(Named-object pointing entries)
◇ ◇ ◇ ◇ ◇

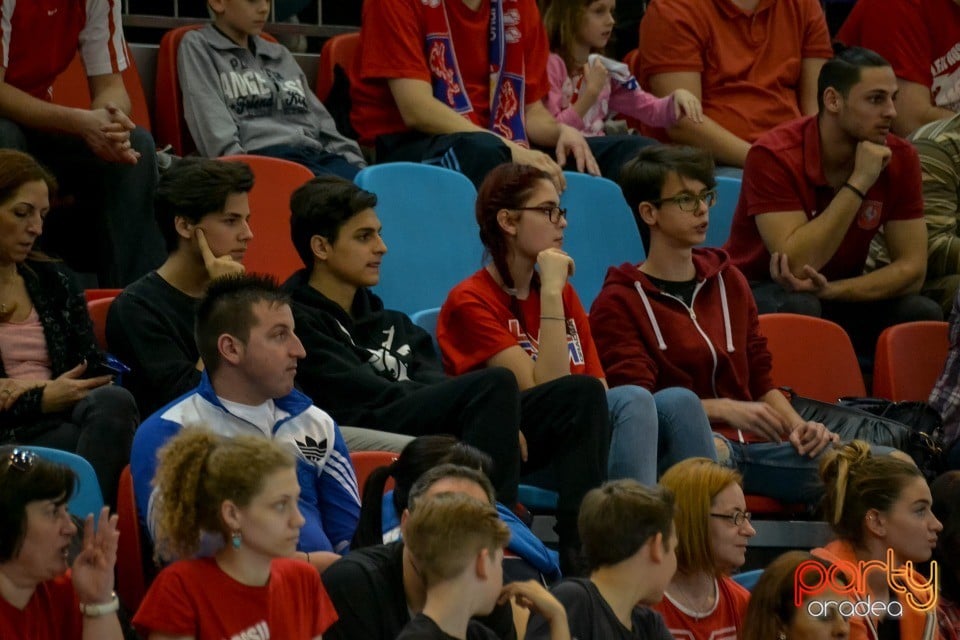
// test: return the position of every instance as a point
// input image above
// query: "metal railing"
(174, 18)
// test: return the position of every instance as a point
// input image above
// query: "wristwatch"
(97, 610)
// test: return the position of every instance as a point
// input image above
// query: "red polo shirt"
(38, 39)
(392, 45)
(783, 173)
(749, 62)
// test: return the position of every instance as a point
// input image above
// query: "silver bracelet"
(102, 609)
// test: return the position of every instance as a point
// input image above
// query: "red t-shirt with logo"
(720, 623)
(196, 598)
(477, 322)
(919, 38)
(783, 173)
(392, 45)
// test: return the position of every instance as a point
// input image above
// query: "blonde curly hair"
(197, 471)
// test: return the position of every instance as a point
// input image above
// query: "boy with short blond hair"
(456, 543)
(629, 544)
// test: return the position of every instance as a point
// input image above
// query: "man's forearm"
(727, 149)
(894, 280)
(816, 241)
(113, 95)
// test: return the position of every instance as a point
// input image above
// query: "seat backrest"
(171, 126)
(96, 294)
(131, 577)
(271, 250)
(601, 232)
(430, 230)
(721, 215)
(813, 356)
(338, 51)
(86, 498)
(98, 310)
(70, 89)
(909, 359)
(364, 462)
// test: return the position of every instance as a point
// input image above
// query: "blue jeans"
(776, 470)
(651, 432)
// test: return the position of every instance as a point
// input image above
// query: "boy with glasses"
(686, 318)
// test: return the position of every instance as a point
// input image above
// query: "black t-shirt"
(150, 329)
(591, 618)
(366, 587)
(683, 290)
(423, 628)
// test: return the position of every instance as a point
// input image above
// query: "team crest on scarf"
(446, 78)
(869, 215)
(532, 346)
(506, 66)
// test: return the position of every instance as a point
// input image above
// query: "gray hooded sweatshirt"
(238, 100)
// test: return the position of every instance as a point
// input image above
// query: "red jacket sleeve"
(618, 337)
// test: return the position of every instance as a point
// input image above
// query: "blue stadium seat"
(430, 230)
(721, 216)
(601, 233)
(426, 319)
(86, 497)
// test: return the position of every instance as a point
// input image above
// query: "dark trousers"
(99, 428)
(567, 426)
(111, 229)
(475, 154)
(863, 321)
(481, 408)
(320, 162)
(564, 421)
(612, 152)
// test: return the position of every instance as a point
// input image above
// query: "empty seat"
(601, 232)
(812, 356)
(430, 231)
(909, 359)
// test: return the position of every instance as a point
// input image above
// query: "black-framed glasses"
(553, 212)
(737, 517)
(22, 459)
(690, 202)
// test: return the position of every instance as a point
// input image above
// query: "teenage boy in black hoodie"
(374, 368)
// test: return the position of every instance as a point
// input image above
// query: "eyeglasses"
(737, 517)
(22, 459)
(690, 202)
(551, 211)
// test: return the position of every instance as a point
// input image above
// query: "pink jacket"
(636, 103)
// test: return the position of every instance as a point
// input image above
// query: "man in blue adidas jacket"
(245, 335)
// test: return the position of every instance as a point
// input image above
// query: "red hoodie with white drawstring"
(653, 339)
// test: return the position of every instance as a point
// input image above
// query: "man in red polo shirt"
(97, 155)
(815, 192)
(753, 63)
(921, 39)
(459, 83)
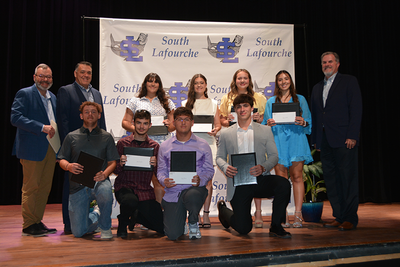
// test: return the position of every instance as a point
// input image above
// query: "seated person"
(97, 142)
(180, 198)
(132, 188)
(247, 136)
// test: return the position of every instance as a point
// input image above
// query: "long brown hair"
(234, 91)
(292, 88)
(192, 93)
(160, 92)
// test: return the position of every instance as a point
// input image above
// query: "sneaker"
(34, 230)
(106, 234)
(46, 229)
(194, 231)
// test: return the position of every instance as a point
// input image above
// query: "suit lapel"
(37, 97)
(79, 93)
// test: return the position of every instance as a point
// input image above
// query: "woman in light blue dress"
(291, 140)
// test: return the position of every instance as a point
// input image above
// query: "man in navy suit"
(32, 111)
(336, 108)
(69, 99)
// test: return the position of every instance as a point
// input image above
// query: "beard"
(39, 85)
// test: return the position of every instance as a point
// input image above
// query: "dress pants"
(267, 186)
(82, 220)
(36, 186)
(340, 166)
(192, 200)
(149, 212)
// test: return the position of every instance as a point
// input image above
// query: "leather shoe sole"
(281, 233)
(346, 226)
(333, 224)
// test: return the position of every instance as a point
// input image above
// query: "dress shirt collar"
(192, 138)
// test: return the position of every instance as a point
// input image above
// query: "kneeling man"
(132, 188)
(247, 136)
(97, 142)
(181, 198)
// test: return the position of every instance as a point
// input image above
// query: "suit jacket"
(341, 117)
(69, 99)
(264, 143)
(29, 115)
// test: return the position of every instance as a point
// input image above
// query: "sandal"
(298, 219)
(206, 225)
(258, 223)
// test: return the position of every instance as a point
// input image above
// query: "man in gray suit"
(244, 137)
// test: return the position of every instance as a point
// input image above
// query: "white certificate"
(284, 117)
(137, 161)
(182, 177)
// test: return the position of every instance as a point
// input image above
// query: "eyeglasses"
(187, 119)
(41, 76)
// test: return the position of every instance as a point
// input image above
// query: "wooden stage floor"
(376, 238)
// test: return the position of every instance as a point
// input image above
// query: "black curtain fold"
(362, 32)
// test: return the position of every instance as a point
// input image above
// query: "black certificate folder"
(243, 163)
(138, 158)
(182, 166)
(91, 166)
(183, 161)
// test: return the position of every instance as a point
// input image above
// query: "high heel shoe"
(298, 219)
(257, 223)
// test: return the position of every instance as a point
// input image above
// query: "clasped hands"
(169, 182)
(254, 171)
(49, 130)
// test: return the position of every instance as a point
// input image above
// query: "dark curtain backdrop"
(362, 32)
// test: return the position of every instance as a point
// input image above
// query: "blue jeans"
(192, 200)
(82, 220)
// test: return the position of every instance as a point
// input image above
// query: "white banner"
(176, 50)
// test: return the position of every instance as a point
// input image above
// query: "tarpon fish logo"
(178, 93)
(129, 49)
(225, 49)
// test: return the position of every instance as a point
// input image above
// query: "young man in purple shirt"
(180, 198)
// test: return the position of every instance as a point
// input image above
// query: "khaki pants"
(36, 186)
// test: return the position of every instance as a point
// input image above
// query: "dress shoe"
(332, 224)
(346, 226)
(48, 230)
(278, 231)
(221, 205)
(33, 230)
(122, 225)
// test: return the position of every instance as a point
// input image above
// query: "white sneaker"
(194, 231)
(106, 234)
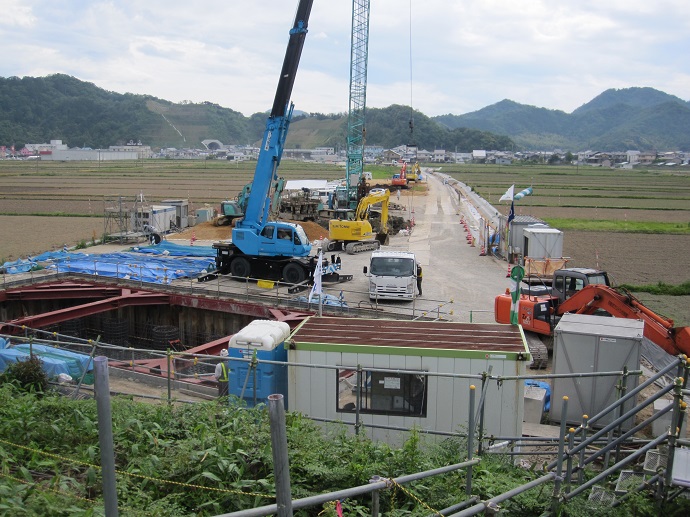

◇ ◇ ◇ ◇ ◇

#### Work instructions:
Pull out every line of the entries above that contains the string "certificate" and copy each one.

#### Response below:
// query: "white certificate"
// query: "black certificate folder"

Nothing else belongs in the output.